WHAT YOU WILL DO:
(a) Transcribe the stretch of the shock-capturing excerpt from "Another approach to" through "could be fruitful.".
(b) In the listing, repeat word for word the stretch from the line containing "Please trace the outline of every instance of the white" through the line containing "POLYGON ((170 34, 166".

Another approach to combine monotone (low order) finite element methods with linear diffusion and high order FEM using flux-limiters was proposed very recently in [13]. It then appears that a cross pollination between the idea of AFC and shock-capturing could be fruitful.

The objective of the present paper is to further bridge the gap between the shock capturing approach and the algebraic flux correction. Indeed we will consider a generalisation of the shock-capturing term first introduced in [4] to several dimensions, using an anisotropic diffusion operator along element edges similar to that introduced in [7]. We show that the resulting scheme satisfies the DMP and give an analysis of the method. In particular we show that the new shock capturing term is Lipschitz continuous, and, if the mesh is sufficiently regular, linearity preserving (see Sect. 2.1), which allows us to improve greatly on previous results. In Sect. 2.2 we prove existence of solutions, the discrete maximum principle, and noticeably, uniqueness in the diffusion dominated regime. We then show error estimates, which, thanks to the combined use of linearity preservation and Lipschitz continuity, turn out to be optimal in the diffusion dominated regime, for a special class of meshes (see Sect. 3). In Sect. 4, we revisit the design principles of AFC and show that the proposed shock-capturing term can be interpreted as an AFC scheme using a special flux, allowing both for a DMP and Lipschitz continuity. Some numerical results are finally shown in Sect. 5.

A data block
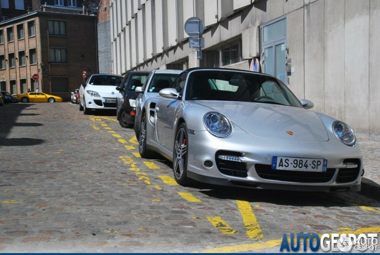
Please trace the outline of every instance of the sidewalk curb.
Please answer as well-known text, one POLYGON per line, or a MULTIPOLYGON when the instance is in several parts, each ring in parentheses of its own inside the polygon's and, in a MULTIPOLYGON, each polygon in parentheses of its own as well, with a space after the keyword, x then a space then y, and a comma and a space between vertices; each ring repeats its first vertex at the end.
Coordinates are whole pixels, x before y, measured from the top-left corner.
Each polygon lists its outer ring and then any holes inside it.
POLYGON ((360 193, 366 196, 380 201, 380 185, 366 178, 361 179, 360 193))

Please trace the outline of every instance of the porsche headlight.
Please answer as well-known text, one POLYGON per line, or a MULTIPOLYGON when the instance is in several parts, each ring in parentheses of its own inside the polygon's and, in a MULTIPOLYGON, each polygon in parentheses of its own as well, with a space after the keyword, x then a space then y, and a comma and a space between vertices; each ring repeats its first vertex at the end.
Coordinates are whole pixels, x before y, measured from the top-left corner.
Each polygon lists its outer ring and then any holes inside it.
POLYGON ((226 136, 231 132, 231 125, 228 119, 218 113, 206 115, 204 126, 209 132, 218 137, 226 136))
POLYGON ((92 97, 100 97, 100 95, 96 91, 93 91, 92 90, 86 90, 86 92, 92 97))
POLYGON ((356 137, 350 126, 340 121, 332 124, 332 129, 335 135, 342 143, 348 145, 353 145, 356 142, 356 137))

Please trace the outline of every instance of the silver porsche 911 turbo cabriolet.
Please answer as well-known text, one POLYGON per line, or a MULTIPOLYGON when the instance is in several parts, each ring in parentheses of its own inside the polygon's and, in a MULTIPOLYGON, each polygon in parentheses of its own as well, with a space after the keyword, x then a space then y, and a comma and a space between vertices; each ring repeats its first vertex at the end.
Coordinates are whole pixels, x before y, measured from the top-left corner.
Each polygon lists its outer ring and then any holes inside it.
POLYGON ((184 71, 141 113, 143 158, 158 152, 174 177, 258 189, 357 191, 364 173, 347 124, 308 110, 282 81, 226 69, 184 71))

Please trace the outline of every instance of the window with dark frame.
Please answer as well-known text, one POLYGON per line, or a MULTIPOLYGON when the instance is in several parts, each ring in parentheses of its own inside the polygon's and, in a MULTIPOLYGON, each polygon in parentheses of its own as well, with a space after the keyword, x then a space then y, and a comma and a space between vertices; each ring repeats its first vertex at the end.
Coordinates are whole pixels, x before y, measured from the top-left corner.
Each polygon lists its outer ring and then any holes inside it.
POLYGON ((50 48, 51 63, 67 63, 67 49, 50 48))
POLYGON ((14 38, 13 37, 13 27, 10 27, 6 28, 6 35, 7 35, 7 41, 8 43, 10 43, 14 40, 14 38))
POLYGON ((5 69, 5 55, 0 55, 0 69, 5 69))
POLYGON ((36 29, 34 26, 34 21, 28 22, 28 37, 31 37, 36 35, 36 29))
POLYGON ((24 38, 24 24, 19 24, 17 25, 17 39, 21 40, 24 38))
POLYGON ((49 21, 49 33, 53 35, 66 35, 66 22, 63 21, 49 21))
POLYGON ((24 66, 26 65, 25 60, 25 51, 19 51, 19 66, 24 66))
POLYGON ((14 53, 9 53, 8 54, 8 59, 9 64, 9 68, 12 68, 15 66, 14 61, 14 53))
POLYGON ((37 53, 35 49, 29 50, 29 63, 31 65, 37 64, 37 53))

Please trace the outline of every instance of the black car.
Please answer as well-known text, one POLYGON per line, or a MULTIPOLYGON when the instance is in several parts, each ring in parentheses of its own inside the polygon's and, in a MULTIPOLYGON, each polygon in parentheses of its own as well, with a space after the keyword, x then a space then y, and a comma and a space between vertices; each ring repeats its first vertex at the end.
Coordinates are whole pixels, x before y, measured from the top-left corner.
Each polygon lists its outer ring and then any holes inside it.
POLYGON ((0 93, 3 96, 3 100, 5 104, 17 102, 17 99, 12 96, 12 95, 9 92, 0 91, 0 93))
POLYGON ((147 79, 150 72, 131 71, 124 76, 123 83, 116 89, 116 116, 120 126, 123 128, 132 128, 135 124, 136 108, 135 100, 138 93, 135 91, 141 87, 147 79))

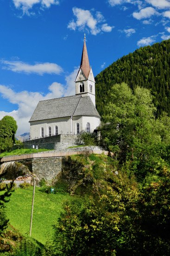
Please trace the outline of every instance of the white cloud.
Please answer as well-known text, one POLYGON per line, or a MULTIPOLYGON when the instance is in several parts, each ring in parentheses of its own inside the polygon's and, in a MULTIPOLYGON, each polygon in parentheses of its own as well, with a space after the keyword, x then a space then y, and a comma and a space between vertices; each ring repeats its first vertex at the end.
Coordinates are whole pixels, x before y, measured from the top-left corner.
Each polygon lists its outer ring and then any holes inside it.
POLYGON ((158 9, 170 7, 170 2, 169 0, 145 0, 145 1, 154 7, 158 9))
POLYGON ((170 34, 166 35, 166 34, 164 34, 164 33, 163 33, 161 37, 163 40, 168 40, 168 39, 170 39, 170 34))
POLYGON ((142 23, 145 25, 149 25, 151 24, 152 21, 152 20, 150 19, 149 20, 143 20, 142 23))
POLYGON ((111 32, 114 26, 108 26, 107 23, 105 23, 101 26, 101 30, 104 32, 111 32))
POLYGON ((152 35, 150 37, 143 37, 137 42, 138 46, 145 46, 152 44, 155 42, 155 38, 157 36, 152 35))
POLYGON ((22 91, 16 92, 9 87, 0 85, 0 94, 10 103, 18 105, 18 109, 10 112, 0 111, 0 119, 5 115, 11 115, 17 121, 18 129, 17 135, 30 130, 28 122, 39 101, 59 98, 63 96, 75 94, 75 83, 74 81, 78 68, 65 77, 65 84, 53 82, 49 87, 49 92, 44 95, 39 92, 22 91))
MULTIPOLYGON (((141 9, 144 5, 144 3, 140 0, 108 0, 108 2, 112 7, 126 3, 137 5, 138 6, 138 8, 139 9, 141 9)), ((125 10, 126 10, 126 7, 125 8, 125 10)), ((124 10, 125 10, 124 9, 124 10)))
POLYGON ((88 10, 83 10, 80 8, 73 8, 74 15, 76 20, 70 20, 68 25, 68 28, 73 30, 78 28, 80 30, 89 30, 90 33, 96 35, 101 31, 105 32, 110 32, 113 27, 108 26, 107 23, 100 24, 105 21, 104 18, 100 12, 97 12, 95 16, 93 16, 88 10))
POLYGON ((164 17, 166 17, 166 18, 169 18, 169 19, 170 19, 170 11, 164 12, 163 14, 164 17))
POLYGON ((102 64, 101 64, 101 68, 103 68, 103 67, 105 66, 105 64, 106 64, 106 62, 103 62, 103 63, 102 64))
POLYGON ((168 32, 170 33, 170 27, 165 27, 165 29, 167 31, 168 31, 168 32))
POLYGON ((108 2, 111 6, 114 6, 117 5, 121 5, 126 2, 124 0, 108 0, 108 2))
POLYGON ((129 37, 132 34, 136 33, 136 30, 134 28, 129 28, 129 29, 124 29, 122 31, 123 32, 125 32, 126 36, 129 37))
POLYGON ((36 63, 34 65, 30 65, 22 61, 2 60, 1 63, 3 65, 3 69, 11 70, 13 72, 35 73, 42 75, 45 73, 58 74, 63 71, 63 68, 58 65, 49 62, 36 63))
POLYGON ((132 13, 133 18, 137 20, 147 19, 153 15, 159 15, 159 13, 152 7, 146 7, 140 10, 138 13, 134 12, 132 13))
POLYGON ((58 0, 13 0, 16 8, 21 9, 23 14, 30 15, 29 10, 35 4, 39 4, 41 7, 49 8, 51 5, 58 5, 58 0))

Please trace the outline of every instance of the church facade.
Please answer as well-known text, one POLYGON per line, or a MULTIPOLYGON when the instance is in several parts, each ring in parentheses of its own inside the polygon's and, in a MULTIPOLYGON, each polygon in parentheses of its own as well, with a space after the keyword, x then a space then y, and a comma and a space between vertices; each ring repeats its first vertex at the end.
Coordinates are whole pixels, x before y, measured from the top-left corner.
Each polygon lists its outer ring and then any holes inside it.
POLYGON ((29 121, 30 139, 95 131, 100 124, 95 108, 95 81, 84 37, 76 95, 39 101, 29 121))

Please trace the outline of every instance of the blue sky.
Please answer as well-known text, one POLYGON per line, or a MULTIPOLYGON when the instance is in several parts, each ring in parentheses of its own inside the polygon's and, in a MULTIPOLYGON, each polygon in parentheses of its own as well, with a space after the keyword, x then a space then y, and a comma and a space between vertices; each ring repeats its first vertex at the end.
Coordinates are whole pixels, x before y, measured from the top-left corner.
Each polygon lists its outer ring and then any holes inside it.
POLYGON ((95 76, 170 38, 170 0, 0 0, 0 119, 18 135, 38 101, 74 95, 84 33, 95 76))

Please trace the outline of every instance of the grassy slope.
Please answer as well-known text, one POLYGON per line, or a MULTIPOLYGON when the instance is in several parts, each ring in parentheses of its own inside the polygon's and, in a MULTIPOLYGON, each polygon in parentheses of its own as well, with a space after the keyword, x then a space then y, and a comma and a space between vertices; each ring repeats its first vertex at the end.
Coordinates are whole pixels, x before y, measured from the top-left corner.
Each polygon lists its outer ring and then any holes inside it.
POLYGON ((33 153, 38 153, 44 151, 50 151, 50 149, 45 149, 45 148, 39 148, 36 149, 35 148, 21 148, 20 149, 15 149, 9 152, 5 152, 0 154, 0 157, 7 156, 7 155, 23 155, 24 154, 31 154, 33 153))
MULTIPOLYGON (((17 189, 6 204, 10 223, 23 234, 29 234, 32 197, 32 187, 17 189)), ((32 236, 43 244, 52 237, 52 225, 62 209, 62 204, 70 200, 69 195, 48 194, 36 188, 33 215, 32 236)))

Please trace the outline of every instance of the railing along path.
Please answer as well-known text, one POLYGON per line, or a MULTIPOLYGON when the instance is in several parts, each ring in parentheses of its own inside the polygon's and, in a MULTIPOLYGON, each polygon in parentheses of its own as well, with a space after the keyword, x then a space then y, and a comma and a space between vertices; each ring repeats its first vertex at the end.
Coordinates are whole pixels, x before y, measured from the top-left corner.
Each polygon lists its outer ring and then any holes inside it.
MULTIPOLYGON (((90 151, 90 150, 89 150, 90 151)), ((87 153, 87 150, 81 151, 50 151, 40 152, 37 153, 31 153, 24 154, 21 155, 11 155, 9 156, 4 156, 0 159, 0 162, 8 162, 10 161, 15 161, 16 160, 22 160, 23 159, 29 159, 31 158, 41 158, 44 157, 60 157, 62 156, 66 156, 67 155, 83 155, 87 153)), ((108 152, 104 150, 94 150, 92 151, 93 154, 101 155, 104 154, 107 155, 108 152)))

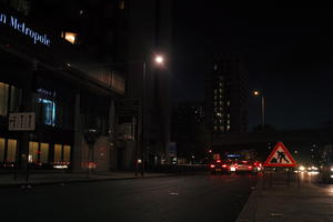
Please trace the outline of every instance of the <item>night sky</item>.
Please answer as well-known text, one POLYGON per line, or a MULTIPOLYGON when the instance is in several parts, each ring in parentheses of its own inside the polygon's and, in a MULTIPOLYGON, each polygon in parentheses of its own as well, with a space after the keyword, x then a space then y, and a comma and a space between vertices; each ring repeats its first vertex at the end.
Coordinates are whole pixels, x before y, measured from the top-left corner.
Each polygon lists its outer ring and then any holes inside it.
POLYGON ((174 103, 204 100, 212 53, 240 52, 249 65, 249 130, 261 123, 252 89, 264 92, 266 123, 279 130, 333 120, 332 22, 327 6, 176 1, 174 103))

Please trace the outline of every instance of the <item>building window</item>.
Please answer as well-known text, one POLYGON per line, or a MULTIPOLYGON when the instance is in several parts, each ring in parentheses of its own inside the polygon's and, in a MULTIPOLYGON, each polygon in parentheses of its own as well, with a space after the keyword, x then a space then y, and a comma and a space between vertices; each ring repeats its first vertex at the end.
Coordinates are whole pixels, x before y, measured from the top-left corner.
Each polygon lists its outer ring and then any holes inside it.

WORKED SOLUTIONS:
(a)
Another approach to combine monotone (low order) finite element methods with linear diffusion and high order FEM using flux-limiters was proposed very recently in [13]. It then appears that a cross pollination between the idea of AFC and shock-capturing could be fruitful.

(b)
Please trace the outline of every instance of the white cloud.
Please answer as well-known text, one POLYGON per line, or a MULTIPOLYGON when the instance is in several parts, each ring in parentheses of its own inside the polygon's and, in a MULTIPOLYGON, each polygon in parentheses of its own as well, with a space after the keyword, x then a space then y, and a comma and a space between vertices; each ring repeats its first vertex at the end.
Coordinates are whole pixels, x before y, measured from the top-left corner.
Each polygon lists its outer ring and then any holes inside it.
POLYGON ((158 9, 170 7, 170 2, 169 0, 145 0, 145 1, 154 7, 158 9))
POLYGON ((170 34, 166 35, 166 34, 164 34, 164 33, 163 33, 161 37, 163 40, 168 40, 168 39, 170 39, 170 34))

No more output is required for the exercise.